━━━ Texto proporcionado ━━━

Curiosamente, el colonialismo ha dado suficientes pruebas de que es lo que mejor representa a la modernidad. Siempre se reinventa, como la belleza de las mujeres. Siempre existe una versión que lo salva del deterioro. Desde la guerra del opio, el colonialismo se ha renovado hasta llegar a sus últimas caras: las franquicias, el modo de vida hollywoodiense y el ansia de montarse en una patera para ser como los blancos que tienen limusina. Este es un colonialismo inverso: la iniciativa la toman los que quieren formar parte de la nación que los invade. Las tres son formas de conquista, es decir, formas coloniales. La guerra dejó de servir en Vietnam, y tampoco sirve en Ucrania, así que ahora se emplean técnicas en las que lo que impera es la publicidad. El pueblo conquistado adquiere las costumbres del conquistador sin darse cuenta de que es una forma de simbiosis. La simbiosis es, actualmente, el síntoma más determinante de que un país ha caído en manos de otro, de que su gobierno es un títere impuesto por otro país y de que su pueblo tiene otros gobernantes. El colonialismo actual es económico, pero también de ideas y hábitos. Cuando King Kong cae del rascacielos, lo que realmente nos sorprende es el propio rascacielos, la ciudad que lo contiene y el tipo de vida que llevan en esa ciudad. No creemos en Supermán, pero sí en la filosofía que lo soporta: aquella que hace que un hombre en apariencia normal, como usted o como yo, pueda convertirse en superhéroe.

━━━ Datos proporcionados ━━━

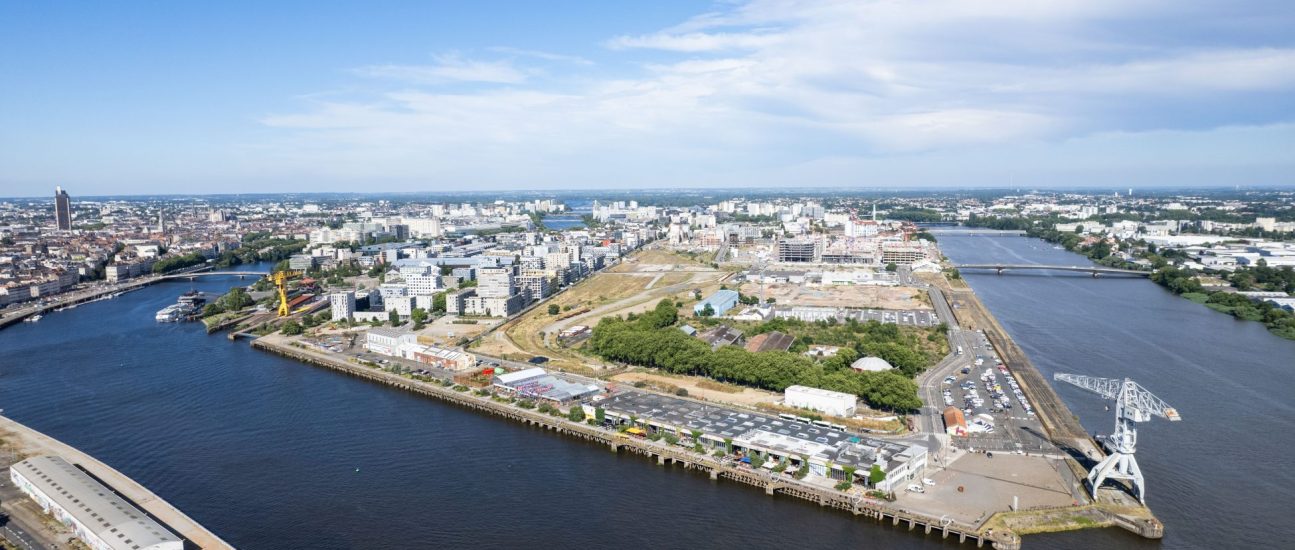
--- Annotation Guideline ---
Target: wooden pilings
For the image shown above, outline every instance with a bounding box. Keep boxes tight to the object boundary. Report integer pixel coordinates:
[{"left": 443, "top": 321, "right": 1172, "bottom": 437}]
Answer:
[{"left": 253, "top": 338, "right": 999, "bottom": 546}]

━━━

Según el texto sobre el colonialismo, ¿qué es lo que impera en las técnicas que se emplean ahora, una vez que la guerra ha dejado de servir?

* _Resultado del ejercicio_:
Impera la publicidad.